● **Exercise material**

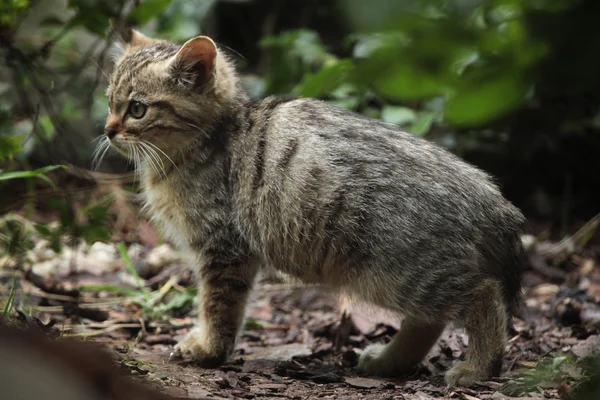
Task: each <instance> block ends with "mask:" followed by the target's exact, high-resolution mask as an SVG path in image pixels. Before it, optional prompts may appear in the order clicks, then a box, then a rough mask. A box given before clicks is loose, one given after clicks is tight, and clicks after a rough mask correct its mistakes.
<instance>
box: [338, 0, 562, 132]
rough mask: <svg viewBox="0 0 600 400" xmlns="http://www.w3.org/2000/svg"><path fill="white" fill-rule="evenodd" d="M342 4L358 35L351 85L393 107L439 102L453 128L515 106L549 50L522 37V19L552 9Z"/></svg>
mask: <svg viewBox="0 0 600 400" xmlns="http://www.w3.org/2000/svg"><path fill="white" fill-rule="evenodd" d="M562 3H563V6H564V5H565V4H567V3H569V2H566V1H563V2H562ZM571 3H572V2H571ZM343 4H344V9H345V10H346V11H347V14H348V16H349V19H350V20H351V21H352V22H353V23H354V25H355V26H356V27H357V29H359V30H360V31H361V32H362V33H361V34H360V35H358V36H357V37H358V38H359V40H358V43H357V46H356V48H355V55H356V56H357V58H358V59H357V65H356V69H355V73H354V80H355V81H358V82H362V83H364V84H368V83H369V82H370V83H371V84H372V86H373V87H374V89H375V90H376V91H377V92H378V93H379V94H381V95H382V96H384V97H386V98H388V99H393V100H412V99H423V98H432V97H441V98H442V99H443V100H444V101H445V103H446V106H445V107H444V110H443V116H444V121H445V122H446V123H449V124H451V125H455V126H477V125H481V124H483V123H487V122H489V121H491V120H494V119H496V118H498V117H500V116H503V115H506V114H507V113H508V112H510V111H512V110H514V109H515V108H517V107H518V106H520V105H521V104H522V102H523V101H524V100H525V99H526V98H527V96H528V94H529V93H530V92H531V91H532V90H533V84H534V83H535V82H534V80H533V78H532V76H533V75H532V71H533V70H534V68H536V67H537V65H538V64H539V62H541V60H543V58H544V56H545V55H546V54H547V52H548V50H549V48H548V45H547V44H546V43H544V42H542V41H540V40H538V39H537V38H535V37H534V36H533V35H531V34H530V33H529V32H528V26H527V22H528V21H527V15H528V12H529V11H530V9H533V8H536V9H540V8H542V9H547V10H556V9H557V7H556V6H555V5H556V3H555V2H550V1H538V2H535V3H532V2H521V1H516V0H489V1H485V0H477V1H469V2H465V1H459V0H453V1H417V0H415V1H411V2H398V1H392V0H390V1H381V2H379V3H378V5H379V6H378V7H372V5H370V4H369V3H366V2H362V1H359V0H345V1H343ZM559 9H560V8H559Z"/></svg>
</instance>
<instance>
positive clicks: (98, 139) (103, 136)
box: [90, 134, 106, 143]
mask: <svg viewBox="0 0 600 400" xmlns="http://www.w3.org/2000/svg"><path fill="white" fill-rule="evenodd" d="M105 137H106V135H105V134H102V135H98V136H96V137H95V138H93V139H92V140H91V141H90V143H95V142H97V141H99V140H102V138H105Z"/></svg>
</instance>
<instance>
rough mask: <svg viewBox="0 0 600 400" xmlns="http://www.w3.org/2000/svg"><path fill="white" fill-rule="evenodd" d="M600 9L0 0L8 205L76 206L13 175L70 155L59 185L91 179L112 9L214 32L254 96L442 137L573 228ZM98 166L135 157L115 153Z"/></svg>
mask: <svg viewBox="0 0 600 400" xmlns="http://www.w3.org/2000/svg"><path fill="white" fill-rule="evenodd" d="M597 15H600V3H598V2H597V1H593V0H588V1H586V0H532V1H526V2H524V1H520V0H377V1H369V2H365V1H362V0H339V1H316V0H203V1H184V0H147V1H114V2H106V1H102V0H68V1H67V0H43V1H41V0H4V1H3V2H2V5H1V6H0V56H1V59H0V163H1V164H0V166H1V168H2V173H3V174H4V175H2V178H1V179H2V181H0V182H2V188H3V189H2V190H3V196H2V199H1V200H0V209H2V210H6V211H8V210H17V209H20V208H22V207H29V211H30V212H33V211H37V210H39V209H40V207H41V208H44V207H49V208H50V209H57V208H58V209H59V210H58V211H59V212H60V208H61V207H62V208H63V209H64V208H65V207H66V208H69V206H68V205H65V204H62V201H61V199H60V198H64V197H65V194H64V193H62V194H60V195H59V196H58V198H56V199H55V198H51V197H53V195H58V194H59V193H58V192H60V191H58V192H57V191H56V190H55V189H54V188H52V186H51V185H49V183H48V182H46V183H45V182H44V181H43V180H39V179H37V180H33V181H32V180H31V179H28V178H25V180H15V179H12V178H14V177H13V176H11V175H8V176H7V175H6V174H7V173H9V174H10V173H14V172H24V171H29V172H32V171H37V172H36V173H37V174H38V175H36V176H38V177H39V176H40V175H42V176H44V175H43V173H46V172H48V171H42V172H43V173H42V172H40V171H39V170H38V169H39V168H42V167H46V166H49V165H70V166H76V167H79V169H74V168H70V169H69V170H64V171H63V170H60V171H54V173H53V174H52V175H53V178H52V179H54V180H56V179H58V180H59V183H61V185H60V187H61V188H62V189H65V188H66V187H67V186H69V185H71V184H74V182H73V181H74V180H75V179H74V178H75V177H79V178H80V179H83V181H82V182H78V183H79V187H80V188H81V186H82V185H83V186H85V185H86V184H89V183H90V181H94V176H92V175H89V174H87V173H86V172H87V171H86V170H88V169H90V165H91V156H92V152H93V149H94V144H93V143H92V140H93V139H94V138H95V137H97V136H98V135H100V134H101V132H102V127H103V122H104V119H105V117H106V113H107V99H106V96H105V90H106V85H107V74H109V73H110V70H111V62H110V51H111V43H112V42H113V41H114V40H115V37H114V36H115V35H114V34H113V32H112V31H111V28H110V25H109V21H110V20H114V21H122V22H125V23H127V24H128V25H131V26H133V27H135V28H137V29H139V30H141V31H142V32H143V33H145V34H147V35H150V36H154V37H161V38H166V39H169V40H173V41H179V42H182V41H185V40H186V39H188V38H191V37H193V36H195V35H199V34H205V35H209V36H211V37H212V38H214V39H215V41H216V42H217V43H218V44H219V45H221V47H222V48H224V49H225V50H226V51H227V52H228V53H229V54H230V55H231V56H232V57H233V58H234V59H235V60H236V62H237V65H238V68H239V71H240V73H241V74H242V77H243V82H244V85H245V87H246V89H247V90H248V92H249V93H250V94H251V96H252V97H256V98H259V97H264V96H266V95H271V94H286V93H294V94H297V95H300V96H307V97H316V98H322V99H325V100H327V101H329V102H331V103H334V104H336V105H338V106H340V107H344V108H346V109H349V110H353V111H356V112H359V113H362V114H365V115H368V116H370V117H373V118H379V119H382V120H384V121H387V122H392V123H396V124H398V125H400V126H402V127H403V128H404V129H406V130H408V131H410V132H412V133H414V134H415V135H419V136H424V137H426V138H427V139H429V140H433V141H436V142H438V143H440V144H441V145H443V146H445V147H446V148H448V149H450V150H451V151H453V152H454V153H456V154H458V155H460V156H461V157H463V158H465V159H467V160H468V161H470V162H472V163H474V164H476V165H478V166H480V167H481V168H483V169H485V170H487V171H488V172H490V173H492V174H493V175H494V176H496V177H497V179H498V181H499V183H500V184H501V186H502V187H503V191H504V192H505V194H506V196H507V197H508V198H509V199H510V200H512V201H513V202H515V203H516V204H517V205H518V206H519V207H521V208H522V209H523V210H524V211H525V213H526V214H527V216H528V217H529V218H530V220H531V221H532V224H533V225H534V229H537V230H548V232H550V233H551V234H556V235H564V234H566V233H567V232H568V231H569V230H570V229H572V228H573V226H574V225H578V224H581V223H582V221H585V220H587V219H589V218H591V217H592V216H594V215H595V213H597V212H598V204H600V193H599V192H600V189H599V188H600V174H599V171H600V168H599V167H600V161H598V152H599V151H600V135H599V130H600V92H599V90H598V89H599V87H600V73H599V72H598V71H600V56H599V52H598V49H599V48H600V30H599V29H597V26H596V23H595V19H596V18H597ZM100 170H101V171H102V172H107V173H117V174H121V173H123V172H124V171H126V165H125V163H124V161H123V160H121V159H120V158H119V157H115V156H111V154H109V155H108V157H107V159H106V160H105V162H104V163H103V164H102V165H101V169H100ZM27 176H32V175H31V174H30V175H27ZM100 176H101V175H100ZM95 178H98V176H96V177H95ZM17 179H18V176H17ZM84 181H85V182H84ZM33 182H35V183H33ZM40 186H41V188H40ZM75 186H78V185H77V184H75ZM38 189H40V190H41V192H39V193H38V192H37V191H36V194H37V195H33V190H38ZM42 193H45V195H44V196H41V194H42ZM48 200H50V201H48ZM66 212H67V211H65V210H63V213H66Z"/></svg>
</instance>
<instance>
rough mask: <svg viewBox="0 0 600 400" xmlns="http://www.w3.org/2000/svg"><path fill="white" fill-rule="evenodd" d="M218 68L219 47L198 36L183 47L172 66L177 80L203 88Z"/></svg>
mask: <svg viewBox="0 0 600 400" xmlns="http://www.w3.org/2000/svg"><path fill="white" fill-rule="evenodd" d="M216 66H217V46H216V45H215V42H213V41H212V40H211V39H210V38H209V37H207V36H197V37H195V38H193V39H190V40H188V41H187V42H185V43H184V44H183V46H181V49H179V51H178V52H177V55H175V59H174V60H173V63H172V64H171V68H172V73H173V74H174V75H175V77H176V79H177V80H179V81H180V82H184V83H188V84H189V83H192V84H194V85H197V86H203V85H206V84H207V83H209V82H210V81H211V80H212V79H213V77H214V73H215V68H216Z"/></svg>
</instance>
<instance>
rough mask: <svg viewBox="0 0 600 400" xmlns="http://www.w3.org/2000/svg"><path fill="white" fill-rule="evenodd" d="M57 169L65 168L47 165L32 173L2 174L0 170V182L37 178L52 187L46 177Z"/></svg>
mask: <svg viewBox="0 0 600 400" xmlns="http://www.w3.org/2000/svg"><path fill="white" fill-rule="evenodd" d="M58 168H66V167H65V166H62V165H48V166H47V167H43V168H38V169H36V170H33V171H13V172H4V171H2V170H1V169H0V181H6V180H10V179H27V178H39V179H41V180H43V181H44V182H46V183H48V184H49V185H50V186H54V183H53V182H52V181H51V180H50V178H48V177H47V176H46V174H47V173H48V172H50V171H54V170H55V169H58Z"/></svg>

● **Exercise goal**
Repeat the records word for word from their start up to and including the line with "box: [338, 0, 562, 132]", and leave the pictures out of your answer.

● **Solution**
Task: each <instance> block ends with "mask:" followed by the target's exact, high-resolution mask as an SVG path in image pixels. Before it, optional prompts may appear in the order clicks, then a box, then a rough mask. A box given before clicks is loose, one given after clicks is tight, and clicks after a rough mask correct its mistakes.
<instance>
box: [338, 0, 562, 132]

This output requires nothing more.